**Trecho citado**
^^^^^^^^

O PAX CLUBE E SEUS
HABITANTES
Valério Mesquita*
O
Pax Club de Macaíba reinou durante várias gerações, desde o início dos anos
cinquenta, construído pelo prefeito Luís Cúrcio Marinho. A sua história merece um
livro separadamente, evocando fatos, personagens, eventos, tudo, enfim, que
serviu densamente para projetar a história social de Macaíba. A começar pelos nomes
zoológicos e folclóricos dos garçons: Luís Bicho Feio, Tota Passarinho, João
Cabeção, Antônio Paulino, Geraldo de Doca, os cobradores Vagareza, Chico
Duzentos e Paulo Bofão, entre outros, reverenciados com humor e saudade de um
tempo que não volta mais. Um fenômeno (econômico, talvez), que precisa ser
melhor estudado acabou com a vida social dos municípios de médio porte como
Ceará-Mirim, Macaíba, Caicó, Currais Novos, Açu, exceptuando-se apenas as
festas esporádicas das padroeiras, vaquejadas, que não significam realmente
atividade social clubística, efetivamente organizada. Até Natal mesmo sucumbiu
e o chamado “Café Society” que foi imortalizado pelos cronistas sociais do passado
e os sodalícios não existe mais. O tempo e os costumes mudaram tudo. Ficaram
para trás, para a história, Gil Braz, Fred Ayres, Jota Pifa e Paulo Macedo, único
sobrevivente, porque se reciclou e inovou a sua coluna. O imenso Titanic, com
todas as “very important persons”, naufragou com os capitães Ibrahim Sued, Jachinto
de Thormes, etc.
Que
universo multifacetário reside em um clube social que abriga freqüentadores de
todos os matizes, boêmios e loucos, anjos e anarquistas, matrizes e meretrizes,
mocinhos e bandidos, palhaços e mascarados?

^^^^^^^^

**Material fornecido**
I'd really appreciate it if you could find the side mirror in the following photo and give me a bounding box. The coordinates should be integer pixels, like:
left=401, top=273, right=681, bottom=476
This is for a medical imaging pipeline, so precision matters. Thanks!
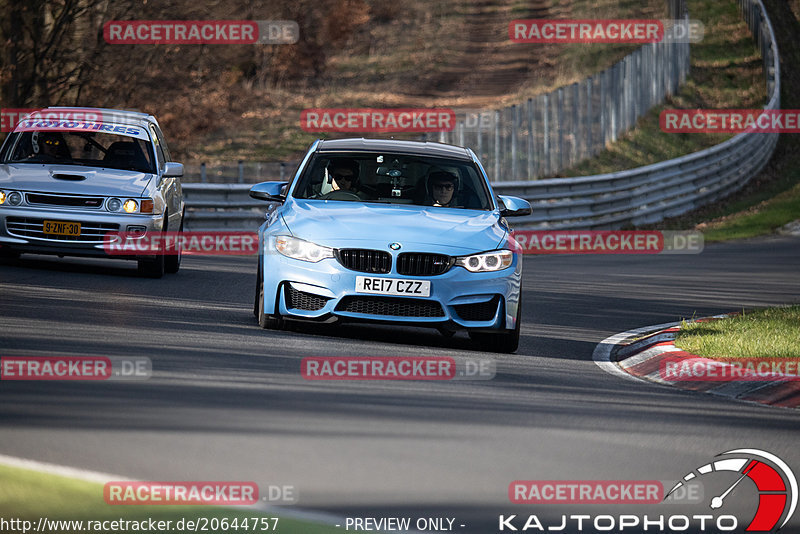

^^^^^^^^

**Enunciado da tarefa**
Responda com base no texto sobre o Pax Club:
(a) Quem construiu o Pax Club de Macaíba?
(b) Quais cobradores do clube são mencionados?
(c) Qual cronista social é apontado como o único sobrevivente?

**Resolução do exercício**
(a) O prefeito Luís Cúrcio Marinho.
(b) Vagareza, Chico Duzentos e Paulo Bofão.
(c) Paulo Macedo.